Study text -

The docs say the context window for GPT-5 is 400k tokens, but in production we’re hitting this error:
Input tokens exceed the configured limit of 272,000 tokens. Your messages resulted in 297,006 tokens.
This is a huge gap in the documentation. Every other model we’ve used has had its maximum input limit equal to its advertised context window. But with GPT-5, the actual max input is 272k tokens where the rest of the 400k is reserved for the maximum possible output (128k tokens). Nowhere in the official GPT-5 model card is this called out.
The only place this limit seems to be mentioned is in the GPT-5 blog post, and it’s not searchable from the API docs or API reference. If you only follow the model card, you’ll assume you can send the full 400k tokens as input and you’ll get hard errors in production.
Other models do not behave like this. For example, if I send the same request to o4-mini, the error matches its advertised 200k token limit:
This model’s maximum context length is 200,000 tokens. However, your messages resulted in 297,006 tokens.
The difference in error behavior and lack of clear documentation for GPT-5’s split input/output limits is a major pitfall for developers. This needs to be clearly stated in the API model cards so teams don’t waste time chasing what looks like a bug.
I think they’re saying 400k is total context, it’s outputting 128k, so guess what 400-128 is? Same number as mentioned in that blog post you linked.

Record extracts -
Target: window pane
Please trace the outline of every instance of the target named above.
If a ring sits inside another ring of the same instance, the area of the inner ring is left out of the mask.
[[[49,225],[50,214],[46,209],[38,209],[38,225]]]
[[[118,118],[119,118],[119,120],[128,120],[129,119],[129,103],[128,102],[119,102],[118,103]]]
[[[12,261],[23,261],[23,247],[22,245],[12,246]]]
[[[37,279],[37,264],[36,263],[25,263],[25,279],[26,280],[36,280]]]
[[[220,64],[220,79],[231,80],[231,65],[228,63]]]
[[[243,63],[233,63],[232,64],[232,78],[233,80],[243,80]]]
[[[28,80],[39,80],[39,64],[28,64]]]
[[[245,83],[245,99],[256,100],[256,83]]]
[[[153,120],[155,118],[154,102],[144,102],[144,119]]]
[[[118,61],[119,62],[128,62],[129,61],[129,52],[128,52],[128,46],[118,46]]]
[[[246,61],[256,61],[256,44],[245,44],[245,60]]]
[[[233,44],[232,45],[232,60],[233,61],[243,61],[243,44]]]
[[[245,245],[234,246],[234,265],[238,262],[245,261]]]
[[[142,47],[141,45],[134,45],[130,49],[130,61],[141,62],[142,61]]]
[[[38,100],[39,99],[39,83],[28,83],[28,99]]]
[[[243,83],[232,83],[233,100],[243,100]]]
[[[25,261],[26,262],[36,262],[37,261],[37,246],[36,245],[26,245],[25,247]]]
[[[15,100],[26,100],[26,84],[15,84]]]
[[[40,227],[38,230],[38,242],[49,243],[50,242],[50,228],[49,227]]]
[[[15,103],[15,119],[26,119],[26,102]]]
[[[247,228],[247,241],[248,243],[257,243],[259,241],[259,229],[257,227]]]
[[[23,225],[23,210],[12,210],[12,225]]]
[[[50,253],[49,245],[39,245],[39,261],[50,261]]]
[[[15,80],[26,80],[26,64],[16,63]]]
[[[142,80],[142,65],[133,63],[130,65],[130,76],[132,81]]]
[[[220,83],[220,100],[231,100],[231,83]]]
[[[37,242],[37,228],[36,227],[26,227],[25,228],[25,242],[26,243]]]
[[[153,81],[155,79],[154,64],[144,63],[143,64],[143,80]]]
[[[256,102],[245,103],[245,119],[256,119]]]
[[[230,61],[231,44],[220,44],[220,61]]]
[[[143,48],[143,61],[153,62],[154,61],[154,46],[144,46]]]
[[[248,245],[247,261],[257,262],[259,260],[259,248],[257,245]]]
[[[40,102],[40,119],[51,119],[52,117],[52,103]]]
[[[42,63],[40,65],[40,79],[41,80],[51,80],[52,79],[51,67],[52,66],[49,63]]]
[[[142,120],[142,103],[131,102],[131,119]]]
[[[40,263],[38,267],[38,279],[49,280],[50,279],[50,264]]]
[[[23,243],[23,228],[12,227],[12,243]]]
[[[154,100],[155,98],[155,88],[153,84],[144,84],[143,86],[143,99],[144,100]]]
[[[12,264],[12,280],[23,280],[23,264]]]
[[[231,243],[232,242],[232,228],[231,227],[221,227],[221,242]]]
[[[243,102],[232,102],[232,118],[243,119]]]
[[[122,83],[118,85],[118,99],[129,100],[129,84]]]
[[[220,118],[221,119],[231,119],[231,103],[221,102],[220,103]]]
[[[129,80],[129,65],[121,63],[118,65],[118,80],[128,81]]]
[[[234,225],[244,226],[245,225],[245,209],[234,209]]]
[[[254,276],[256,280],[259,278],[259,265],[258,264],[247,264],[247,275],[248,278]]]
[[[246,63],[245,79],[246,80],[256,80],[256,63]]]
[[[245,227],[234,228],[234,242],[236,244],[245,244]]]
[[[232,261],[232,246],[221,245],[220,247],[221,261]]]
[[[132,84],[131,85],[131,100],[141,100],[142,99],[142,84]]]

Exercise - In the GPT-5 token limit thread, copy the passage word for word, from "Other models do" up to and including "like a bug.".

Reply to the task -
Other models do not behave like this. For example, if I send the same request to o4-mini, the error matches its advertised 200k token limit:
This model’s maximum context length is 200,000 tokens. However, your messages resulted in 297,006 tokens.
The difference in error behavior and lack of clear documentation for GPT-5’s split input/output limits is a major pitfall for developers. This needs to be clearly stated in the API model cards so teams don’t waste time chasing what looks like a bug.